### BRIEF
Repeat the material in full. Keep every line exactly as it is.

### DATASET EXTRACT
────────────────

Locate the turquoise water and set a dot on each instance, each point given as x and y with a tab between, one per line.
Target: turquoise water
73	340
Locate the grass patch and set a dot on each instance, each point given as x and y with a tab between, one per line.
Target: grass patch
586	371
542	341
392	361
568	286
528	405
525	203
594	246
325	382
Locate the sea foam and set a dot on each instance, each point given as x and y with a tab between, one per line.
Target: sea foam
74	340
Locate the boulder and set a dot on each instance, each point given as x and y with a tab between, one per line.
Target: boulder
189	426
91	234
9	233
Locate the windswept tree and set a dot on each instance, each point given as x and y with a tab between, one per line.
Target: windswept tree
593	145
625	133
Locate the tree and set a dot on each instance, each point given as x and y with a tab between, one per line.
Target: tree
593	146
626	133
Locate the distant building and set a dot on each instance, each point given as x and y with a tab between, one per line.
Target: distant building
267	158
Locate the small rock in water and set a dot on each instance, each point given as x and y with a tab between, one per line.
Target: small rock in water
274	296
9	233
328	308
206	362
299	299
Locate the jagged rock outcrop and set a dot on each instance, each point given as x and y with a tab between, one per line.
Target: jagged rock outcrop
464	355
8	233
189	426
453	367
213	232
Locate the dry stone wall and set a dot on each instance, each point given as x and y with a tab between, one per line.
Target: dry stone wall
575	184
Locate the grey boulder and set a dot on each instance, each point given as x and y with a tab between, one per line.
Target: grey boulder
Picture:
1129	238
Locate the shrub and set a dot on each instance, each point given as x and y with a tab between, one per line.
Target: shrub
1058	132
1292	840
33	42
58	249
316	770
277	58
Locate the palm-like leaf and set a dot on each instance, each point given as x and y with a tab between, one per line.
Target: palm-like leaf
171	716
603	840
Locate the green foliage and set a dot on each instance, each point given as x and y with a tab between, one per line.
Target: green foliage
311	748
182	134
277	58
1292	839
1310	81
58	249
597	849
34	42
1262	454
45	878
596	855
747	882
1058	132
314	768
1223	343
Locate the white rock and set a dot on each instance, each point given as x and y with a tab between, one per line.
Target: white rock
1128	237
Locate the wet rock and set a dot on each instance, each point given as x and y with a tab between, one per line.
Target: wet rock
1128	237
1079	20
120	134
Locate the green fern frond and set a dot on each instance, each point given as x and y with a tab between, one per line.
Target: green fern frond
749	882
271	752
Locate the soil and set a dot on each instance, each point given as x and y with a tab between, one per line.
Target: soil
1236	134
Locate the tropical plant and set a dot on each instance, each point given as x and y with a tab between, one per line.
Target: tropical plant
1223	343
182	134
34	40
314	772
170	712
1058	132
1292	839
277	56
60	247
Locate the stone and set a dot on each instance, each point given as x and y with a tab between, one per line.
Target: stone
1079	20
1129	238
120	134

────────────────

### ANSWER TO THE EXERCISE
Locate the turquoise water and set a dot on each instance, each point given as x and y with a tab between, one per line.
Target: turquoise water
73	340
Locate the grass patch and set a dot on each instance, each point given as x and y with a tab between, one per line.
Target: grass patch
586	371
542	341
392	361
568	286
528	405
525	203
594	246
325	382
Locate the sea foam and set a dot on each instance, each point given as x and y with a tab between, one per line.
Target: sea foam
74	340
Locate the boulder and set a dot on each instance, each point given as x and y with a tab between, one per line.
Target: boulder
189	426
91	234
9	233
Locate the windswept tree and set a dot on each instance, each point given as x and y with a tab between, one per line.
Target: windswept tree
593	145
625	133
Locate the tree and set a dot on each instance, each point given as x and y with a tab between, one per line.
Target: tree
593	146
626	133
Locate the distant building and set a dot on each instance, each point given as x and y with a tab between, one per line.
Target: distant building
267	158
Locate the small rock in water and set a dot on each instance, each point given as x and y with a tab between, one per line.
Target: small rock in water
274	296
9	233
328	308
206	362
299	299
Locate the jagged rock outcrop and set a dot on each instance, each point given as x and y with a tab between, one per line.
Target: jagged rock outcrop
464	355
8	233
189	426
453	367
213	232
Locate the dry stone wall and set a dot on each instance, each point given as x and y with a tab between, one per line.
Target: dry stone wall
575	184
Locate the grey boulder and set a dot on each instance, each point given as x and y with a tab between, one per line.
Target: grey boulder
Picture:
1129	238
Locate the shrub and set a dot on each instance, each point given as x and y with a tab between, one per line.
Target: shrub
1058	132
1292	840
33	42
58	249
316	770
277	58
Locate the palm-like leaf and set a dot on each instance, each point given as x and y with a tab between, one per line.
Target: palm-like leaf
171	716
603	840
Locate the green foliage and set a dot on each instance, each point given as x and y with a tab between, one per line.
Target: green foliage
311	748
182	134
277	58
1292	839
1310	81
58	249
597	849
34	42
1262	454
45	878
596	855
747	882
1058	132
314	768
1223	343
Locate the white rock and set a dot on each instance, each point given as x and y with a tab between, one per line.
Target: white rock
1128	237
Locate the wet rock and set a dot on each instance, each point given as x and y with a tab between, one per line.
Target: wet rock
1128	237
1079	20
120	134
Locate the green fern frond and set a dot on each instance, each point given as x and y with a tab between, one per line.
Target: green fern frond
749	882
271	752
Locate the soil and set a dot on each instance, each point given as x and y with a tab between, one per line.
Target: soil
1236	134
Locate the tropical plant and set a dot on each instance, each point given as x and y with a tab between, one per line.
Target: tropical plant
1223	343
182	134
34	40
314	772
170	712
1058	132
1292	839
277	56
60	247
Locate the stone and set a dot on each instance, each point given as x and y with a tab between, one per line.
Target: stone
1079	20
1129	238
120	134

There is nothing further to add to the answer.